- [EXCERPTED TEXT]:
In Case (ii), we have by Proposition 4.11 that $\tau _0$ is the minimal element of $\mathscr {T}(Y^-)$ with respect to $\preceq _4$. Suppose we have Case (i). Let $\tau _*$ be the minimal element of $\mathscr {T}(\sigma _0 \cup \{4 \times f_2\})$ with respect to $\preceq _4$. By the proof of Proposition 5.11, since $2 \times f_1 \in \tau _*$, we have $1 \times f_{j_1} \in \mathscr {\tau }_*$ and $\tau _*\in \mathscr {T}(X^-)_1$. By Proposition 4.11, it follows that $\tau _*$ is minimal in $\mathscr {T}(Y^-)$ with respect to $\preceq _4$. Also, since $\sigma _0 \subseteq \tau _*$, by Lemma 4.7 we have $\tau _0 \sim _{14} \tau _*$. Hence $\tau _*$ is a maximal element of $\mathscr {T}(X^-)_1$ with respect to $\preceq _{14}$, and $P \subseteq \tau _*$. We may thus redefine $\tau _0$ as $\tau _0 = \tau _*$.

In either case, since $\tau _0$ is minimal in $\mathscr {T}(Y^-)$ with respect to $\preceq _4$, the same argument as in the previous cases shows that $\mathscr {T}(Y^-)$ is $\tau _0$-good.

We now reach our final claim.

Claim 5.14

Let $\mathscr {T}$ be any triangulation of $\Delta ^{m-1} \times \Delta ^{n-1}$ such that $\tau _\mathrm{I}$, $\tau _0 \in \mathscr {T}$, $\mathscr {T}(X^-)$ is $\tau _\mathrm{I}$-good, and $\mathscr {T}(Y^-)$ is $\tau _0$-good. Then either there is a flip of $\mathscr {T}$ supported on $(Y^+,Y^-)$, or there is a flip of $\mathscr {T}$ with result $\mathscr {T}'$ such that

(a)
$\tau _\text {I}$, $\tau _0 \in \mathscr {T}'$,
(b)
$\mathscr {T}'(X^-)$ is $\tau _\mathrm{I}$-good,
(c)
$\mathscr {T}'(Y^-)$ is $\tau _0$-good,
(d)
$|(\mathscr {T}')^\mathrm{I} | \le |\mathscr {T}^\mathrm{I} |$,
(e)
$|\mathscr {T}'(X^-)_2 | \le |\mathscr {T}(X^-)_2 |$,
(f)

- [WRITTEN TASK]: Reproduce the part of the triangulation excerpt that begins at the words "In either case, since" and stops after "our final claim.". The listing has no connection to the triangulation excerpt.

Location labeling records:

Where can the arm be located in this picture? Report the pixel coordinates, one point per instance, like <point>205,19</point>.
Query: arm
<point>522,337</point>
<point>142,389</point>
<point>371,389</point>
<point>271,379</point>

- [OUTPUT BELOW]:
In either case, since $\tau _0$ is minimal in $\mathscr {T}(Y^-)$ with respect to $\preceq _4$, the same argument as in the previous cases shows that $\mathscr {T}(Y^-)$ is $\tau _0$-good.

We now reach our final claim.